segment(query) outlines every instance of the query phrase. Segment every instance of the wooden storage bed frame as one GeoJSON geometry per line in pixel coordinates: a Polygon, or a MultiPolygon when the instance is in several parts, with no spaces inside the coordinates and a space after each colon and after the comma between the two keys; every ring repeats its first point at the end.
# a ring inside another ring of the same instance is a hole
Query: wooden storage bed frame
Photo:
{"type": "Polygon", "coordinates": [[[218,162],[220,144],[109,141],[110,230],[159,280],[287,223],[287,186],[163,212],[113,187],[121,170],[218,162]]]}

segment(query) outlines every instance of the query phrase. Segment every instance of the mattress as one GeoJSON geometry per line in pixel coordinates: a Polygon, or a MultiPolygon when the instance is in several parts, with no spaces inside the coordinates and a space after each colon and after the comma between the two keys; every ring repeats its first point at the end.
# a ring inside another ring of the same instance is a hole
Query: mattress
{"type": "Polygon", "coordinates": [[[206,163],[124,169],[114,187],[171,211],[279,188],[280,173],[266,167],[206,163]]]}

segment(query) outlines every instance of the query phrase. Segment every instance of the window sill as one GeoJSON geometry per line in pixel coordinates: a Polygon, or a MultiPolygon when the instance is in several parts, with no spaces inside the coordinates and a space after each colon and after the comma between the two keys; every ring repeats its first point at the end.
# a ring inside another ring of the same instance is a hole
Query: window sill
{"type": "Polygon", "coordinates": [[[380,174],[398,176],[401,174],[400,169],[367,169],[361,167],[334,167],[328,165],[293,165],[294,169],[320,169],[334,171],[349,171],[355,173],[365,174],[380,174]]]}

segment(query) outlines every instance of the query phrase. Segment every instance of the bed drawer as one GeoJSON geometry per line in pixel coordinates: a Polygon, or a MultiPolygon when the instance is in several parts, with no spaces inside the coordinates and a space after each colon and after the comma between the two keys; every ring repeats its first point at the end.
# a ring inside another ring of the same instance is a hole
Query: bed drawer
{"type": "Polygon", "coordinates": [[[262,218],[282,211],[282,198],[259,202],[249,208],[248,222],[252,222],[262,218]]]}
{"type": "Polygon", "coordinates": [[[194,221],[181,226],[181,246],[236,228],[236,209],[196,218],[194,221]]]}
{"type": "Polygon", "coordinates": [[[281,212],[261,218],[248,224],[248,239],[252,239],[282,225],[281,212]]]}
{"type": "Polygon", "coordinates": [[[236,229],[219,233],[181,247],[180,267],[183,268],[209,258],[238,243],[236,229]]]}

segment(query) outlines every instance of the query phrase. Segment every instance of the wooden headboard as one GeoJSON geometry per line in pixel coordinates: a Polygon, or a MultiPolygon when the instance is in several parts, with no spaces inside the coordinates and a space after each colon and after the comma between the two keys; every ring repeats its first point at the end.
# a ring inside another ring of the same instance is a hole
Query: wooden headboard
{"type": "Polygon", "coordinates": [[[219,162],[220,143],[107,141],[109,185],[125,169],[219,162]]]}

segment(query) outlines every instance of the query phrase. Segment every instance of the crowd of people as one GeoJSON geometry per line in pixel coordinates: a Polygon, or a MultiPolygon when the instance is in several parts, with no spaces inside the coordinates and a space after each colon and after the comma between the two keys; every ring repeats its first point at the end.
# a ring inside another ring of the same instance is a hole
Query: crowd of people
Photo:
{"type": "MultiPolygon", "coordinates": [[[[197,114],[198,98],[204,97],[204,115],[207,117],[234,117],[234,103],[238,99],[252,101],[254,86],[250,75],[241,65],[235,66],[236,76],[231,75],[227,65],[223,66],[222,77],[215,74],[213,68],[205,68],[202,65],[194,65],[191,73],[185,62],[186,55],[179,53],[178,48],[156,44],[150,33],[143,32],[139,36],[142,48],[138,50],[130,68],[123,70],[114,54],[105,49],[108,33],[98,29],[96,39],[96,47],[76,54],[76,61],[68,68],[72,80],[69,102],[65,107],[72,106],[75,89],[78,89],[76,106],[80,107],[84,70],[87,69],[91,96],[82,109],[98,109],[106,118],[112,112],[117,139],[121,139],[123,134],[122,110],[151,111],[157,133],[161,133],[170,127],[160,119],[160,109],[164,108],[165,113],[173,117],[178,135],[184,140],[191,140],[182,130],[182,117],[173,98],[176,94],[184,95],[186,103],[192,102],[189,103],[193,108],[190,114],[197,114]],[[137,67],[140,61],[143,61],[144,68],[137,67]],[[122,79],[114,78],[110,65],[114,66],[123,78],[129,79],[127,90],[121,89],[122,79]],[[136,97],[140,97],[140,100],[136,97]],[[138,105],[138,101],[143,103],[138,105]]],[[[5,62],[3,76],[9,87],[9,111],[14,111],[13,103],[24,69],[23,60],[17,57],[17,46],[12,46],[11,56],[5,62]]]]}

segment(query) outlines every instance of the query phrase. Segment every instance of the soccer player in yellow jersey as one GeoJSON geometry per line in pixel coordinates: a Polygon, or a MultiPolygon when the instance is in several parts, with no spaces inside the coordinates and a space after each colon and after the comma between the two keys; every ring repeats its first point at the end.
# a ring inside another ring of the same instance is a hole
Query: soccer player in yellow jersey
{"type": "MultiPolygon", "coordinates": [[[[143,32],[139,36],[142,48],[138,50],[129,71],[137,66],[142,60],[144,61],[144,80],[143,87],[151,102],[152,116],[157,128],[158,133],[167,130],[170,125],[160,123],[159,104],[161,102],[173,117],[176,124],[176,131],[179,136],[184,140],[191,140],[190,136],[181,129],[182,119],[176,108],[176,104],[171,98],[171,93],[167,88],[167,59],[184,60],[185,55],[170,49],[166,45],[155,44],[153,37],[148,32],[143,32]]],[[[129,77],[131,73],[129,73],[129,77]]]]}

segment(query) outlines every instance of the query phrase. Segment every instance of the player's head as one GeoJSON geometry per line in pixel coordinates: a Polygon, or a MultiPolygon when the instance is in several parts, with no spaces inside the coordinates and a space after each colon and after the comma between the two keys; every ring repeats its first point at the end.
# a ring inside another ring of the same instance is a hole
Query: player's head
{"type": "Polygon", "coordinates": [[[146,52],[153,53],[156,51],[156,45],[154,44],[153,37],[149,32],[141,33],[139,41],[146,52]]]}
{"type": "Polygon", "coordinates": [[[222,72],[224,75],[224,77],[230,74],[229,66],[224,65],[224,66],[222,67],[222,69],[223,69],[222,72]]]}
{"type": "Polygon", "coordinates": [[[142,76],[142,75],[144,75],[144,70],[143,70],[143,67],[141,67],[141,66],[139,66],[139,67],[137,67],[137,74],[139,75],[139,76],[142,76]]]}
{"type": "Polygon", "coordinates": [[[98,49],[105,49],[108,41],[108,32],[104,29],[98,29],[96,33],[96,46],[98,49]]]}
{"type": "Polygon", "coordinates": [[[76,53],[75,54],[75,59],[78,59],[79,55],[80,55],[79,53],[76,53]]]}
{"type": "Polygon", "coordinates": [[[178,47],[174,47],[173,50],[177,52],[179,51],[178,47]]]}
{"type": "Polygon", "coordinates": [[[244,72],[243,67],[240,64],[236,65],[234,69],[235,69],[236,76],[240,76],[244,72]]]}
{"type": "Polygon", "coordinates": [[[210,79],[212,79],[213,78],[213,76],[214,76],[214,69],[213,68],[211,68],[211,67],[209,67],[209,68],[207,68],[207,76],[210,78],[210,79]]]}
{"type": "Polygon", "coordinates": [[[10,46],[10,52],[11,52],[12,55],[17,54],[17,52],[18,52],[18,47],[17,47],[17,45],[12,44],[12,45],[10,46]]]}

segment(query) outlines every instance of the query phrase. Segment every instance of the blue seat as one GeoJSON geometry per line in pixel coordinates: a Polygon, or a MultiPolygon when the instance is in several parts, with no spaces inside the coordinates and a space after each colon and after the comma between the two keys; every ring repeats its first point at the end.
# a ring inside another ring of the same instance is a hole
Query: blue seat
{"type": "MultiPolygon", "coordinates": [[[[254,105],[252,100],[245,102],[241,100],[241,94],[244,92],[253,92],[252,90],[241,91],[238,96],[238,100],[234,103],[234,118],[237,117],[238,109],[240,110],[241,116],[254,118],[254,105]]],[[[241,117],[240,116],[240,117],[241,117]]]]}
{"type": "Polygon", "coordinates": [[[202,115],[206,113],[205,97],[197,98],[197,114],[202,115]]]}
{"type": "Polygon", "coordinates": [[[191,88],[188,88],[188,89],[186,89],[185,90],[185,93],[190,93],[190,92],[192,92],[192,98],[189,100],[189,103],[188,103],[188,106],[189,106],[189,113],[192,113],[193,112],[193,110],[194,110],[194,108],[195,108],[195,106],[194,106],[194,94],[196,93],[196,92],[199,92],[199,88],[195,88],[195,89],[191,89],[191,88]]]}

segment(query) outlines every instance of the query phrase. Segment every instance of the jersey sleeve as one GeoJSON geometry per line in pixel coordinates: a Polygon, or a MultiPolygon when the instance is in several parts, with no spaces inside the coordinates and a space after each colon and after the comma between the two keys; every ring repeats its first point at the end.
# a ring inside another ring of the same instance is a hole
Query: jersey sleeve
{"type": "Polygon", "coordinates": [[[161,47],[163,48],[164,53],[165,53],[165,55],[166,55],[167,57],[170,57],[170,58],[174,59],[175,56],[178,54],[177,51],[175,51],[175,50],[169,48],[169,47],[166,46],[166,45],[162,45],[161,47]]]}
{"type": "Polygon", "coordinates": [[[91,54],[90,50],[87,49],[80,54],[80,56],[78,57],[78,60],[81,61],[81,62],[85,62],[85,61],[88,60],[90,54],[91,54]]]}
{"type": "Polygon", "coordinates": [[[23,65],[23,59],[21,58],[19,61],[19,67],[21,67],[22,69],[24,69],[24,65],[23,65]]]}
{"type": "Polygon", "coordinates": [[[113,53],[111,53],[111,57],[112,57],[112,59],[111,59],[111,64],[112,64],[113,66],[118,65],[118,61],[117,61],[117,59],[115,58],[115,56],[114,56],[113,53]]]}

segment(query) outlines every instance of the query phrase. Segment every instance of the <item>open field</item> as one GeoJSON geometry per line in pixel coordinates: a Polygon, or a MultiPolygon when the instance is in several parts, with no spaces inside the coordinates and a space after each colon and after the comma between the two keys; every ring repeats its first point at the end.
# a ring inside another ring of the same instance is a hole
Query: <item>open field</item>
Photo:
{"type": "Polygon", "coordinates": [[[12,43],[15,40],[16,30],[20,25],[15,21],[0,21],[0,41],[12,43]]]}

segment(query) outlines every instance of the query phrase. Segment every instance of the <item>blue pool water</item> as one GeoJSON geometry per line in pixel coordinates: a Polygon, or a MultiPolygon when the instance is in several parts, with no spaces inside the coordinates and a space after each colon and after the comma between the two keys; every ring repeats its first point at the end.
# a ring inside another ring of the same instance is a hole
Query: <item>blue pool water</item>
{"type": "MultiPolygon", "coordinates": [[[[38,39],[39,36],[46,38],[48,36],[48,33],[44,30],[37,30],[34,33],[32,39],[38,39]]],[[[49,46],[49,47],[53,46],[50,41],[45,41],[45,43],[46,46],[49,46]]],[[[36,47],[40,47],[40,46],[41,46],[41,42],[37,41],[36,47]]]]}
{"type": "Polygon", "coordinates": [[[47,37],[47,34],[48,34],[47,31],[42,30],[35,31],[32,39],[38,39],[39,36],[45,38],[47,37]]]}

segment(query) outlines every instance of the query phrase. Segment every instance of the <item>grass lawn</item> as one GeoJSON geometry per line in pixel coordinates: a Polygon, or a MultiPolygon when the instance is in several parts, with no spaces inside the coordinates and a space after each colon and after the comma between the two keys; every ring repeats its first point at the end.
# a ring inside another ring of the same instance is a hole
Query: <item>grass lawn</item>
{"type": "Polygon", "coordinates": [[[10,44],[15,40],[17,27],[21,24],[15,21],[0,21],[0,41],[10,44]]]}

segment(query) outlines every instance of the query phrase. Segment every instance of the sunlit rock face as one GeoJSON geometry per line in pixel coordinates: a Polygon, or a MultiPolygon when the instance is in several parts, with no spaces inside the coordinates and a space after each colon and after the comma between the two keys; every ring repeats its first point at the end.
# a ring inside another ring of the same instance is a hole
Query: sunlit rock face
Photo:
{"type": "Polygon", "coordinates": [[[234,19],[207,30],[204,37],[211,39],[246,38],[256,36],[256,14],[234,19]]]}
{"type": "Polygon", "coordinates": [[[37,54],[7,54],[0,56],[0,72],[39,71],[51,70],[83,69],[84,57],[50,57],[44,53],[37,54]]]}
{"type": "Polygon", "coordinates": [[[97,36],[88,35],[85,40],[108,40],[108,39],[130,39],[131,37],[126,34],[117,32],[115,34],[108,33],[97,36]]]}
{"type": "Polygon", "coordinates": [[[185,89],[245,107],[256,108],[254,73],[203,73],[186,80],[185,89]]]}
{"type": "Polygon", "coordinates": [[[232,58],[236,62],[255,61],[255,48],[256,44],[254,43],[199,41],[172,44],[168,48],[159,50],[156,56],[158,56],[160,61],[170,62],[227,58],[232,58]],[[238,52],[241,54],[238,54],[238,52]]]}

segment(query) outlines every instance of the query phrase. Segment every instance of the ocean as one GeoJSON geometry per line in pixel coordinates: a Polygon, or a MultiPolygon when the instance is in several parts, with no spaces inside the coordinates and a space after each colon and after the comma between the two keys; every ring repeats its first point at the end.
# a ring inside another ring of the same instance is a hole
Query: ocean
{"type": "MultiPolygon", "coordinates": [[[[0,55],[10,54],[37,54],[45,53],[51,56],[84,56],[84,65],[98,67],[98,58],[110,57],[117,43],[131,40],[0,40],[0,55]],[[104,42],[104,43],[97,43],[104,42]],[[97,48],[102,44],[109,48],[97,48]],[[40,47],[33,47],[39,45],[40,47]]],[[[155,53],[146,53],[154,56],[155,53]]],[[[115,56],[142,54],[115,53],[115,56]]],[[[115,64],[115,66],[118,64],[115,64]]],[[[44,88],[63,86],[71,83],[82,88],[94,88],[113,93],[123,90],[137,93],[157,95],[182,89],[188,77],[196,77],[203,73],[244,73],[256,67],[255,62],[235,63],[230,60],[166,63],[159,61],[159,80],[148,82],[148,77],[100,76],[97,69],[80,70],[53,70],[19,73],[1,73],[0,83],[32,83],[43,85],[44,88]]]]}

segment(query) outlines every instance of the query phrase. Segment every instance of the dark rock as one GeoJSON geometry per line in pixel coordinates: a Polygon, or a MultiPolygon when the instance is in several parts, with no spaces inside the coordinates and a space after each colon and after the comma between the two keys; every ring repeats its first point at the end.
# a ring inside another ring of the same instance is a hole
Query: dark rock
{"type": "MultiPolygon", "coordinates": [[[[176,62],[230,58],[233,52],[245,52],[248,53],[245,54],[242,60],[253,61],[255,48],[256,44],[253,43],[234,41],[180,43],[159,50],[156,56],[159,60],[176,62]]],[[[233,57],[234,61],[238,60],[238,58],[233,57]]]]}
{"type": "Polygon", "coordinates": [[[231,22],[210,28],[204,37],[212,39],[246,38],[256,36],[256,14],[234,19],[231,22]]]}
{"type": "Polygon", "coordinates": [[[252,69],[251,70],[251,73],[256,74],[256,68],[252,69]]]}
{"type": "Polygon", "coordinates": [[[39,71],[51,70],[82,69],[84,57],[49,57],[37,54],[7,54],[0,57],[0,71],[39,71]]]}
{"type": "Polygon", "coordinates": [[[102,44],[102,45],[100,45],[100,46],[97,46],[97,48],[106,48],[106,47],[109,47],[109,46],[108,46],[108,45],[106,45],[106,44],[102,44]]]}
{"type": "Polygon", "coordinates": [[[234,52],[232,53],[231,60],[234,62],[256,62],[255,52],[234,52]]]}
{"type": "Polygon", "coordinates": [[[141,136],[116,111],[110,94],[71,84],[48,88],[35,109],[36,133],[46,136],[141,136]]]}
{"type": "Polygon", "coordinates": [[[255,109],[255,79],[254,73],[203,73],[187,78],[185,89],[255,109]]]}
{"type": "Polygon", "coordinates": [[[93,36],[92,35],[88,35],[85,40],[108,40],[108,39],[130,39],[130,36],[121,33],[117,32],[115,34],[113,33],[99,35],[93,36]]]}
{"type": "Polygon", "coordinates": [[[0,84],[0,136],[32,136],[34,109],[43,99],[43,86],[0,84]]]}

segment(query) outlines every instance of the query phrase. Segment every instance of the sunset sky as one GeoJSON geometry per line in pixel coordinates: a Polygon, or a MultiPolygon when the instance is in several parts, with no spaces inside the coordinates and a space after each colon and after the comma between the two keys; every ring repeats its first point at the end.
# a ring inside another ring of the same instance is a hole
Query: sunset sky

__________________________________________________

> What the task asks: Convert everything from the line containing "of the player's" down to the line containing "Query: player's head", both included, into a JSON list of strings with one string per line. Leave out blank lines.

> Reply:
[
  "segment(query) outlines every instance of the query phrase. Segment every instance of the player's head as one GeoJSON geometry per line in pixel coordinates: a Polygon, or a MultiPolygon when the instance is in several parts, with no spaces inside the coordinates and a space after each colon and after the comma between the two keys; every ring repeats its first point at the end.",
  "# a ring inside another ring of the same instance is a hole",
  "Query: player's head"
]